═══ EXCERPT ═══

Comment by shelldigger — September 20, 2014 @ 2:47 pm |
Stuart,
No problems with having to wait till October, I understand just how real life can get in the way sometimes.
Comment by Graham — September 20, 2014 @ 8:16 pm |
There’s been a good article covering the history of Mars paredolia appearing on the News.com.au website. The author makes it quite clear that all the claims to find ‘artifacts’ in photographs of the Martian surface are just that. Sadly most people will dismiss the article simply because it appears in the ‘lamestream press’
http://www.news.com.au/technology/science/excitement-over-mars-petroglyph-latest-in-string-of-red-planet-alien-sightings/story-fnjwlcze-1227104470109
Comment by Graham — October 28, 2014 @ 9:34 pm |
Thanks for posting.
Comment by Stuart Robbins — October 29, 2014 @ 6:46 pm |
The oldest one a quick Google Scholar found was Plank, Robert. “Projection in topographic names.” Names 6.2 (1958): 80-87.
Claiming 1994 seems to show insufficient research …
Comment by Kai Henningsen — November 23, 2014 @ 9:57 am |
There are lots of references older than 1994. But, insufficient research is nothing new for pseudoscientists.
Comment by Stuart Robbins — November 23, 2014 @ 10:42 am |
But Cameras are not subject to Pareidolia. Therefore NASA’s reasoning is irrational.
There are some images from Mars which objectively imply that the objects in question show signs which suggest that they were designed by an Intelligence.
Some of the images I have seen are just too structured to be dismissed outright.
Let NASA address each instance on a case by case basis.
To state that every picture from Mars which contains anomalies is simply the result of Pareidolia is an Insult.
It is almost as if there are those who trying to make others believe that this thing called ‘Pareidolia’ is a condition, illness, or an affliction which One can catch like a communicable disease.
Comment by Douglas Caines — November 26, 2018 @ 6:22 pm |
You are correct: cameras are not subject to pareidolia. However, have you ever looked at pictures or drawings of optical illusions? Our brains fill in what’s not there and make it seem to us that something actually is there after all. It doesn’t matter if you’re seeing the illusion in person or indirectly–you’re still using your eyes and brain to see it.

═══ AVAILABLE DATA ═══

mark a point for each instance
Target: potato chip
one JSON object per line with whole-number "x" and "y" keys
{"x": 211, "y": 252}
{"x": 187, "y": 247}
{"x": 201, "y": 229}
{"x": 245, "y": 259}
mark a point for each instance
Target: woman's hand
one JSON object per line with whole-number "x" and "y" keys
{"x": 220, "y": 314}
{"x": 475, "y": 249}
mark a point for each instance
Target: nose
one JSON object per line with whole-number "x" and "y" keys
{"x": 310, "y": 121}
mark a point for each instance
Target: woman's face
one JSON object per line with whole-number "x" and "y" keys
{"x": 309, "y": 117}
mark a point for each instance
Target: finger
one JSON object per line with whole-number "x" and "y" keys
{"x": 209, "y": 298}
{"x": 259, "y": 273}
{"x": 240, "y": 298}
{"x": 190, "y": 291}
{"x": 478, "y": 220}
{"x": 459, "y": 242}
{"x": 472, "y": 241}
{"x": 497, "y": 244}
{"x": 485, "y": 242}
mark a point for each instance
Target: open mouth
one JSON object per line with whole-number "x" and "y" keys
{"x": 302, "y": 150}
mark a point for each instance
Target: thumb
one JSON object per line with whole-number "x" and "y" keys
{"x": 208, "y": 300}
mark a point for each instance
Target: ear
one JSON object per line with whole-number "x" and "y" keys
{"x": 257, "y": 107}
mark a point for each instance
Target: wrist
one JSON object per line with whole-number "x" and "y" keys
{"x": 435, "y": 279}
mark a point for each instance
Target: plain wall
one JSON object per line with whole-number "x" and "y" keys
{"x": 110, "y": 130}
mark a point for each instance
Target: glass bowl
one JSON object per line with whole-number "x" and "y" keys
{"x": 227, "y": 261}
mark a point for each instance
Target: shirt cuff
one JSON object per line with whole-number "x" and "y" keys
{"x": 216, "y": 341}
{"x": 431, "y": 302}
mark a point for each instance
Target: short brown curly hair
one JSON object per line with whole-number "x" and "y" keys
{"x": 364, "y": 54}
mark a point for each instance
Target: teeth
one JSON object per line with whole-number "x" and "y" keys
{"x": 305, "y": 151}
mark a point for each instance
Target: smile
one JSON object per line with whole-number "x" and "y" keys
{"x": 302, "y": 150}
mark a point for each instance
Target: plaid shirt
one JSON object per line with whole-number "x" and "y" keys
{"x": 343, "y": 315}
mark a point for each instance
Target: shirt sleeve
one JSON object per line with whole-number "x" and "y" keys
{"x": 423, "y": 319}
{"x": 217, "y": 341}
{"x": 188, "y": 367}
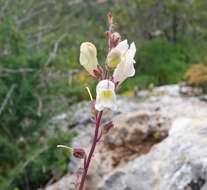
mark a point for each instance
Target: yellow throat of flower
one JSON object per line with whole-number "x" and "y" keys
{"x": 106, "y": 94}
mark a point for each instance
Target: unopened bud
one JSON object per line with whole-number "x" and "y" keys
{"x": 113, "y": 58}
{"x": 106, "y": 127}
{"x": 88, "y": 57}
{"x": 115, "y": 39}
{"x": 79, "y": 153}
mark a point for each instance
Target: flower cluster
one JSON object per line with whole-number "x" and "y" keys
{"x": 120, "y": 60}
{"x": 119, "y": 65}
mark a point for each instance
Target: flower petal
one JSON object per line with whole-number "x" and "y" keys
{"x": 122, "y": 46}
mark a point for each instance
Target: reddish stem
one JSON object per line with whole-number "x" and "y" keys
{"x": 93, "y": 146}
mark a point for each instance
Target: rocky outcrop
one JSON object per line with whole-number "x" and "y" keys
{"x": 138, "y": 153}
{"x": 178, "y": 163}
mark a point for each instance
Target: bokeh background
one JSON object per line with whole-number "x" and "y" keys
{"x": 40, "y": 75}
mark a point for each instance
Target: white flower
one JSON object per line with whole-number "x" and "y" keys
{"x": 88, "y": 57}
{"x": 105, "y": 95}
{"x": 125, "y": 68}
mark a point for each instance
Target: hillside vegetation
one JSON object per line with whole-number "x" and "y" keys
{"x": 40, "y": 74}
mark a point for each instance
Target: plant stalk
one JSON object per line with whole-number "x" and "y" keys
{"x": 93, "y": 146}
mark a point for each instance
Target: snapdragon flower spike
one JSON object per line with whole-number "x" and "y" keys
{"x": 105, "y": 95}
{"x": 88, "y": 57}
{"x": 125, "y": 68}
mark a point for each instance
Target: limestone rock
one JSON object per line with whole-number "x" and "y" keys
{"x": 177, "y": 163}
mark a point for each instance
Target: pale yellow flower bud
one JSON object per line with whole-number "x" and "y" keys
{"x": 113, "y": 58}
{"x": 105, "y": 95}
{"x": 88, "y": 57}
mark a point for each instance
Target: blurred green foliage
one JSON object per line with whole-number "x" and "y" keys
{"x": 40, "y": 75}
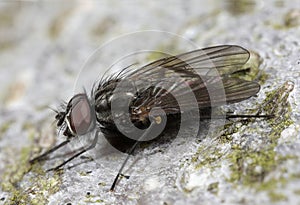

═══

_EXERCISE GOAL:_ Copy the part of the comment thread starting at "Claiming 1994 seems" and ending at "is an Insult.", substituting "sloppy research" for "insufficient research".

_SOLVED PROBLEM:_
Claiming 1994 seems to show sloppy research …
Comment by Kai Henningsen — November 23, 2014 @ 9:57 am |
There are lots of references older than 1994. But, sloppy research is nothing new for pseudoscientists.
Comment by Stuart Robbins — November 23, 2014 @ 10:42 am |
But Cameras are not subject to Pareidolia. Therefore NASA’s reasoning is irrational.
There are some images from Mars which objectively imply that the objects in question show signs which suggest that they were designed by an Intelligence.
Some of the images I have seen are just too structured to be dismissed outright.
Let NASA address each instance on a case by case basis.
To state that every picture from Mars which contains anomalies is simply the result of Pareidolia is an Insult.